─── Material for this exercise

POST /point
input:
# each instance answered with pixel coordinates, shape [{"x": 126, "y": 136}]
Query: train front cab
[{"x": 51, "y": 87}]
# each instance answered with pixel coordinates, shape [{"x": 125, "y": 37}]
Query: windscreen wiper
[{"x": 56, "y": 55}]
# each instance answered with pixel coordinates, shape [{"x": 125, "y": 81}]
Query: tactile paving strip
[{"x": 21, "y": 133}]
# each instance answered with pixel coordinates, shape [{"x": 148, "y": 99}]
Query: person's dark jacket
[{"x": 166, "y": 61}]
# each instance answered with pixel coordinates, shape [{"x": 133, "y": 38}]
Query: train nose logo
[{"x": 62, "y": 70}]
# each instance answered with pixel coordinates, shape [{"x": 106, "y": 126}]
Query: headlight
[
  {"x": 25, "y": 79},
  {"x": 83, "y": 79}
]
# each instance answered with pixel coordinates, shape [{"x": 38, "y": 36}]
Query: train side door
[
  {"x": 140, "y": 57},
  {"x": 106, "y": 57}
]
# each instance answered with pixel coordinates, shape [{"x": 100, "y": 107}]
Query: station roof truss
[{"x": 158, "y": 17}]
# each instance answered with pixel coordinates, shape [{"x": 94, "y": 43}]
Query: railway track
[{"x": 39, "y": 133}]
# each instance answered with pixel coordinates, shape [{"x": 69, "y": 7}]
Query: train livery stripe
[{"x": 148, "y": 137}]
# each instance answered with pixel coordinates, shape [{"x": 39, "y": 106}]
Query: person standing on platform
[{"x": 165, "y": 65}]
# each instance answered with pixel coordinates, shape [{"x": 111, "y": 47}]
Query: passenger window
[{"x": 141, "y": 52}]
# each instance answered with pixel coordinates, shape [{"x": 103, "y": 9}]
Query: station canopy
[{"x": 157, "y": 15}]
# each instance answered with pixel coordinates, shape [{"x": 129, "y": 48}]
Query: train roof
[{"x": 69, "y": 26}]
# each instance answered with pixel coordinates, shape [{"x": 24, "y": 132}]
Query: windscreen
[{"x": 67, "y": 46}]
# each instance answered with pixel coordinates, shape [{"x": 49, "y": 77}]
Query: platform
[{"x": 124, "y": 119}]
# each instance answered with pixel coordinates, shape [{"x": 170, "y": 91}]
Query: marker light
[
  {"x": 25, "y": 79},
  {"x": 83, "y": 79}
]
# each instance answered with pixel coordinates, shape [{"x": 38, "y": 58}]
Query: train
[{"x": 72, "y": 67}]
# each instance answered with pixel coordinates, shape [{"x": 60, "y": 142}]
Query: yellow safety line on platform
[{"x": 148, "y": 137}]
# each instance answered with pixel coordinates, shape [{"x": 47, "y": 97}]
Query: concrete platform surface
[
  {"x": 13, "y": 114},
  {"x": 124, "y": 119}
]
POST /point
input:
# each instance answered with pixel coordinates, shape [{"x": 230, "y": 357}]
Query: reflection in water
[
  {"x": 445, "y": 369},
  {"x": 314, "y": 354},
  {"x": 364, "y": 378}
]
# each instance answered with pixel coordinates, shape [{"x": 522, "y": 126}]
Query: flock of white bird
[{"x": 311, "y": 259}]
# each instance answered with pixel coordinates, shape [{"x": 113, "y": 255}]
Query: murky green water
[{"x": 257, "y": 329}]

──────

Written instruction → Pick out every line of the listing above that contains the string "train". Case counts.

Response to the exercise →
Query: train front cab
Query: train nose logo
Query: train side door
Query: train livery stripe
Query: train roof
Query: train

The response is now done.